TASK PROMPT |
In the records below, one line contains "Target phrase: hiking boot". Print that line and every line after it exactly, down to the final one.

THE INPUT |
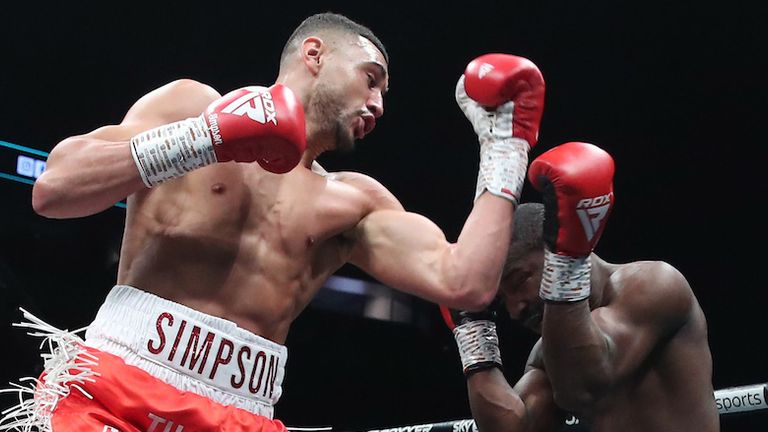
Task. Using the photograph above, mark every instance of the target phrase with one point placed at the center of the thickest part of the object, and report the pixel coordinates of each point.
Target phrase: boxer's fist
(260, 124)
(475, 334)
(503, 97)
(576, 181)
(495, 79)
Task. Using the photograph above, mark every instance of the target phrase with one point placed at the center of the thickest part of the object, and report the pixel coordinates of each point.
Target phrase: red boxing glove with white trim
(502, 95)
(261, 124)
(576, 181)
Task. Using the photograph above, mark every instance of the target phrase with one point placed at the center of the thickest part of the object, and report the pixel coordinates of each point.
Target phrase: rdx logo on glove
(592, 213)
(258, 106)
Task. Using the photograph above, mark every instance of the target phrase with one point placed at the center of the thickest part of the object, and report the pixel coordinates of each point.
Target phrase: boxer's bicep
(404, 250)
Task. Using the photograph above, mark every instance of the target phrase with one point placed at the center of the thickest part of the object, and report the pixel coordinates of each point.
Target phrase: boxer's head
(519, 287)
(339, 69)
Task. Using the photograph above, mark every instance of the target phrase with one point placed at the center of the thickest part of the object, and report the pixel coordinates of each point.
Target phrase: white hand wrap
(478, 344)
(565, 278)
(172, 150)
(503, 157)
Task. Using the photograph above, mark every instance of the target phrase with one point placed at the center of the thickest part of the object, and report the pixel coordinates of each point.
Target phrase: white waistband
(190, 350)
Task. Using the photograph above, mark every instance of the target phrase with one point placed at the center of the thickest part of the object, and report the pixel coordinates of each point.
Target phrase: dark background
(675, 91)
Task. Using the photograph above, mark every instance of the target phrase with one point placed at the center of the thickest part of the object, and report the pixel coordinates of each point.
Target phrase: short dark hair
(334, 22)
(527, 232)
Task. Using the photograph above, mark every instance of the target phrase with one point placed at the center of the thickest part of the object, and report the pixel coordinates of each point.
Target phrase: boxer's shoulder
(651, 291)
(373, 194)
(175, 100)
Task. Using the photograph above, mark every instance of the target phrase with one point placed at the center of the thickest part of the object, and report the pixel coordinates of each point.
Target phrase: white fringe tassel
(66, 365)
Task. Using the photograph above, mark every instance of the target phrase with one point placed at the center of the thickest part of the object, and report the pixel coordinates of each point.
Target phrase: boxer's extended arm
(526, 407)
(410, 253)
(497, 407)
(86, 174)
(587, 353)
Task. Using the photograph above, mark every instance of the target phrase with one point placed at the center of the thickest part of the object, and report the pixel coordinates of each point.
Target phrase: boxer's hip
(189, 350)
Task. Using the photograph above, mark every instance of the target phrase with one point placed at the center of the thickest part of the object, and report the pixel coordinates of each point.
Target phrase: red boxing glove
(494, 79)
(576, 181)
(503, 97)
(259, 124)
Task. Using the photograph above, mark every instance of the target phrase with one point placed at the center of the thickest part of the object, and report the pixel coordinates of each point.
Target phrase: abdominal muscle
(234, 242)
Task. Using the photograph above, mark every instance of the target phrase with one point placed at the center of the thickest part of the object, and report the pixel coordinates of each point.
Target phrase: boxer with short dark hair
(623, 347)
(218, 258)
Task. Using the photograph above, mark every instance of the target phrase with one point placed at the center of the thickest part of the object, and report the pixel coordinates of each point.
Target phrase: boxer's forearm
(85, 175)
(576, 354)
(495, 406)
(481, 250)
(409, 252)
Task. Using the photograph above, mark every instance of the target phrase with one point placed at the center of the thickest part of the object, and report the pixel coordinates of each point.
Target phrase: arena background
(675, 91)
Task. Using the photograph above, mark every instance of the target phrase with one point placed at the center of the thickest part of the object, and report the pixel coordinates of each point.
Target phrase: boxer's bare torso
(663, 391)
(234, 241)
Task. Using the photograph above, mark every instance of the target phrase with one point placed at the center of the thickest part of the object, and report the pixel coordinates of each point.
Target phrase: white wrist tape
(478, 343)
(565, 278)
(172, 150)
(502, 168)
(503, 157)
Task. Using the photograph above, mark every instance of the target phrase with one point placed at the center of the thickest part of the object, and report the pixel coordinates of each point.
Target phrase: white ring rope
(728, 400)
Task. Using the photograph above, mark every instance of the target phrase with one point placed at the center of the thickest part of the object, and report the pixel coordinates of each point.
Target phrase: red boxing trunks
(149, 364)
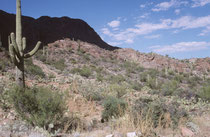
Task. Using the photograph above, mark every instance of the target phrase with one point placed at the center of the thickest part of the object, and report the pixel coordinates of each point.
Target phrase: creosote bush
(32, 69)
(205, 93)
(40, 107)
(84, 71)
(113, 107)
(162, 113)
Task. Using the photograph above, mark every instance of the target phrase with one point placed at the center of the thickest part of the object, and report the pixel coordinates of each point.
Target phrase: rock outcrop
(48, 30)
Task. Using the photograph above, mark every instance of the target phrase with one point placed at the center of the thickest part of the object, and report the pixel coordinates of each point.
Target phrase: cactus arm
(24, 43)
(12, 55)
(31, 53)
(19, 27)
(14, 43)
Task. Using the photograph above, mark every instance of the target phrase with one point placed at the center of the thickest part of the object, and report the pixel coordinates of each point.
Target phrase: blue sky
(178, 28)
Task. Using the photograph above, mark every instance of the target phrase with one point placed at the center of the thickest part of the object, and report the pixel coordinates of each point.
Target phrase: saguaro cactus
(0, 41)
(17, 48)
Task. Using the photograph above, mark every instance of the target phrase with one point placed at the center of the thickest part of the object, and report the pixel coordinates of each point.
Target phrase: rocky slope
(47, 30)
(89, 74)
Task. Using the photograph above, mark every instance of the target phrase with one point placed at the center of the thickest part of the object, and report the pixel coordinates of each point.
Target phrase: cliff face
(47, 30)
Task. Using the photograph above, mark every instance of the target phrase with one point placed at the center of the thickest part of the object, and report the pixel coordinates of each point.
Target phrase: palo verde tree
(17, 46)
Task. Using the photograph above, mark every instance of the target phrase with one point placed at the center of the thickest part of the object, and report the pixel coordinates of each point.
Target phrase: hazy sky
(179, 28)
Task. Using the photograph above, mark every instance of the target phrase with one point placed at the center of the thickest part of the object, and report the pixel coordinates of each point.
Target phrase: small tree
(17, 48)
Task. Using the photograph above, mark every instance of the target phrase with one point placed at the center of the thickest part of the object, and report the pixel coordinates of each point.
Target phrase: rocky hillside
(110, 93)
(48, 30)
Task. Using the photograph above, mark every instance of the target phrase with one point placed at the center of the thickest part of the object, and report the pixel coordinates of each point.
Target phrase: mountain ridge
(49, 29)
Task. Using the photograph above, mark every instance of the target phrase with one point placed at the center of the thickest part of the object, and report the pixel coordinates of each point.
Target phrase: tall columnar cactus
(0, 41)
(17, 48)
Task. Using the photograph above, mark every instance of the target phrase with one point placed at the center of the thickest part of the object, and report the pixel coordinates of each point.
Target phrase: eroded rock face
(48, 30)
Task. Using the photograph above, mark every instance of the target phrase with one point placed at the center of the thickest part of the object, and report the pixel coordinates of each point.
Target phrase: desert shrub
(131, 67)
(32, 69)
(39, 106)
(73, 61)
(193, 81)
(153, 83)
(91, 90)
(143, 77)
(118, 90)
(136, 85)
(84, 71)
(4, 64)
(59, 64)
(51, 75)
(205, 93)
(39, 55)
(184, 93)
(113, 107)
(171, 72)
(179, 78)
(116, 78)
(99, 77)
(152, 72)
(169, 88)
(95, 96)
(162, 113)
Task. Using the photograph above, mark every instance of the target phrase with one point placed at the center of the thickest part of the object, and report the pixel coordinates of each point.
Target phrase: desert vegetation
(68, 87)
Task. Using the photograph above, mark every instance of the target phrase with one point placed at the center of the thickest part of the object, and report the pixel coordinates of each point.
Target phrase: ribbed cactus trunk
(20, 77)
(17, 48)
(0, 41)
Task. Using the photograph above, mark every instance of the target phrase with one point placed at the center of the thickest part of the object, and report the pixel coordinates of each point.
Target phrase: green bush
(95, 96)
(179, 78)
(169, 88)
(32, 69)
(205, 93)
(116, 78)
(4, 64)
(84, 71)
(39, 106)
(60, 64)
(156, 109)
(118, 90)
(113, 107)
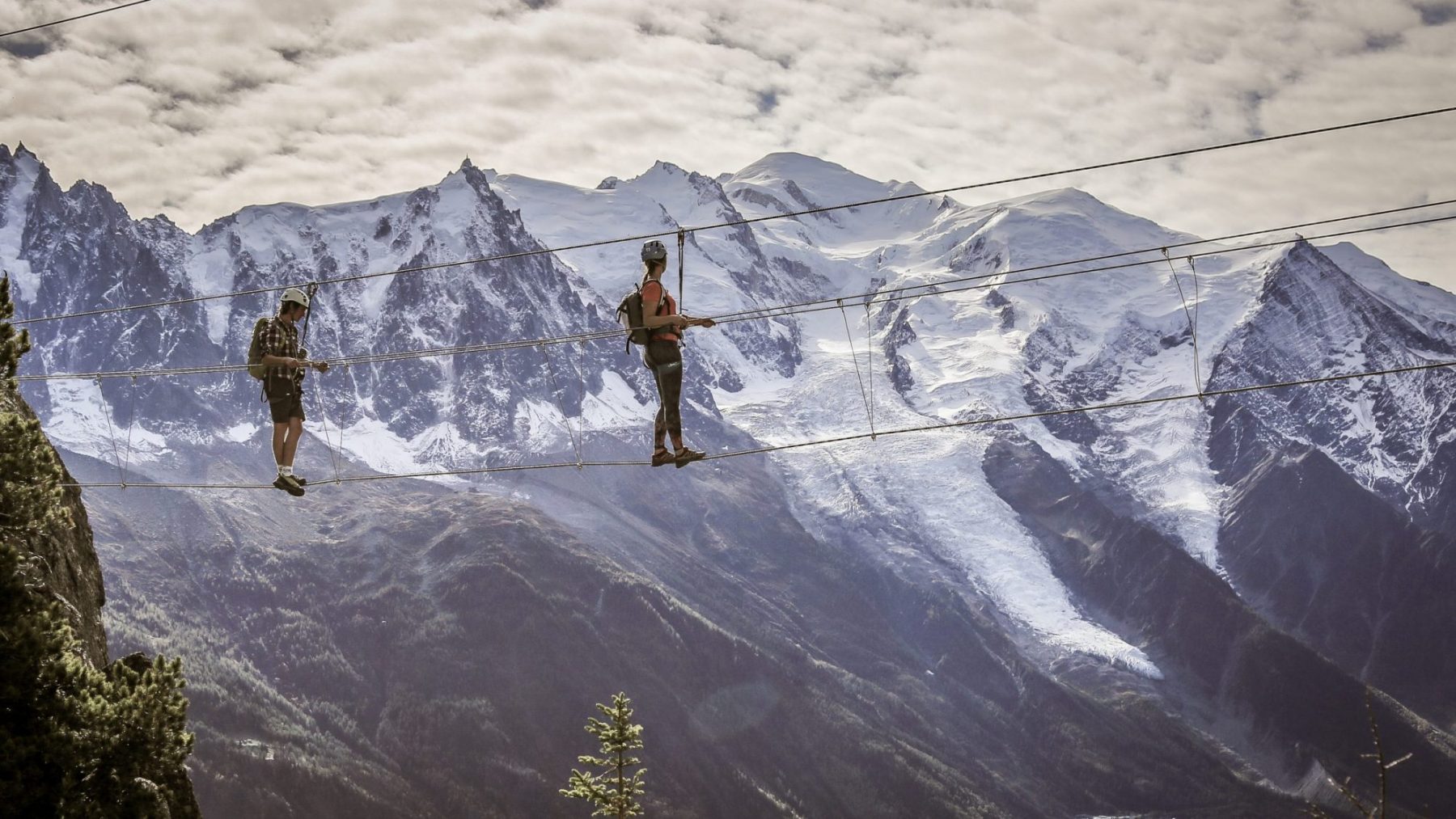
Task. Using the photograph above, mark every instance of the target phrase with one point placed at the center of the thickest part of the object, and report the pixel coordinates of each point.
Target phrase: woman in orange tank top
(662, 357)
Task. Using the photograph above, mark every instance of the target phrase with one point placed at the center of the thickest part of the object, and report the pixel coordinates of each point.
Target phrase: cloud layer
(198, 108)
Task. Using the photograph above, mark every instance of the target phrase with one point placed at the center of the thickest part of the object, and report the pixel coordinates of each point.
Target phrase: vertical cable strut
(131, 420)
(853, 357)
(870, 365)
(105, 409)
(1193, 325)
(682, 242)
(555, 387)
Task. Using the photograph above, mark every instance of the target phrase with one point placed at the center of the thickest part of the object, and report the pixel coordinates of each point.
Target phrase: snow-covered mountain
(953, 507)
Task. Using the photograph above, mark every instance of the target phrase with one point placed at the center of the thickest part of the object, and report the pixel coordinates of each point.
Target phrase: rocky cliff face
(67, 559)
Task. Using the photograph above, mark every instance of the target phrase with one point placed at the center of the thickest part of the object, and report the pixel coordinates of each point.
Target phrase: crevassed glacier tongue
(935, 479)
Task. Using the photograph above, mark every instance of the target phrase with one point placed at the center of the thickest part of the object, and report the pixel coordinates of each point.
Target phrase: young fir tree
(74, 739)
(613, 792)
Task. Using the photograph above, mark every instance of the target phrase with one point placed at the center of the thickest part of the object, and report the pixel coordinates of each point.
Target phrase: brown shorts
(284, 407)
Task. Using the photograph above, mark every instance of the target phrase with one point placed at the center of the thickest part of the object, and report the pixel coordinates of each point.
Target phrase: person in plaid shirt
(283, 387)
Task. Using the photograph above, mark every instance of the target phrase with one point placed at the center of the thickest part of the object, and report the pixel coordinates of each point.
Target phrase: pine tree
(612, 790)
(29, 478)
(74, 739)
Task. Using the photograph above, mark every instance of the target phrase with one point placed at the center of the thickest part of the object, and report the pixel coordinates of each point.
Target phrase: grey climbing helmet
(654, 252)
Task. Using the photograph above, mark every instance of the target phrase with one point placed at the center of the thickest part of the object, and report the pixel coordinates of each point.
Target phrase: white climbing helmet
(296, 296)
(654, 252)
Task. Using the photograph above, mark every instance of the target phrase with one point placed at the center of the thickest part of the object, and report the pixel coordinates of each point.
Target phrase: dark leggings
(666, 362)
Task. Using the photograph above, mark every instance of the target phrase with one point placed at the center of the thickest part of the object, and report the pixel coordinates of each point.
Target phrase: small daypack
(631, 315)
(255, 354)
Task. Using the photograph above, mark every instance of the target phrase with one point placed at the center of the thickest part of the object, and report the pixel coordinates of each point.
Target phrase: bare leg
(291, 444)
(280, 433)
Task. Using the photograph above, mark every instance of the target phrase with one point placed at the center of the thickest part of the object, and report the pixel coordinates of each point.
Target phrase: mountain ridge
(938, 515)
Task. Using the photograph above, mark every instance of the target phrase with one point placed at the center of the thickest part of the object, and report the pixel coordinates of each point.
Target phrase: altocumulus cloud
(198, 108)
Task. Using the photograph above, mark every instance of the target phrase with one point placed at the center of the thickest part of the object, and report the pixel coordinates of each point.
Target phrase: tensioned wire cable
(76, 18)
(820, 304)
(755, 220)
(819, 441)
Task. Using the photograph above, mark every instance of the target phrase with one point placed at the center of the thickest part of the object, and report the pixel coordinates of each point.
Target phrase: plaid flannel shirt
(281, 338)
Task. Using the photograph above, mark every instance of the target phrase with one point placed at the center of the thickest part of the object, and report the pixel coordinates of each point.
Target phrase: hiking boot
(290, 485)
(686, 456)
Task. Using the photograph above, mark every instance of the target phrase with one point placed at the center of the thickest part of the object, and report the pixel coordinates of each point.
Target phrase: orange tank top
(654, 293)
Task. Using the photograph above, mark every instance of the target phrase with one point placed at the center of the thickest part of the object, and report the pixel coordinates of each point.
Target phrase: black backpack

RESULT OF THE EXERCISE |
Target phrase: hiking boot
(290, 485)
(686, 456)
Task. Using the photograph above, mark every instance of the target phrase with one point placed at the center of the thickest part of the object, and report the pixel coordinates of each point.
Target phrase: orange tank top
(654, 293)
Task. Using the photograph above, mark every instance of the target phrase with one point placed at the center of the thickest part of the object, and report the pixel coordinates of each point.
Target phrase: black backpack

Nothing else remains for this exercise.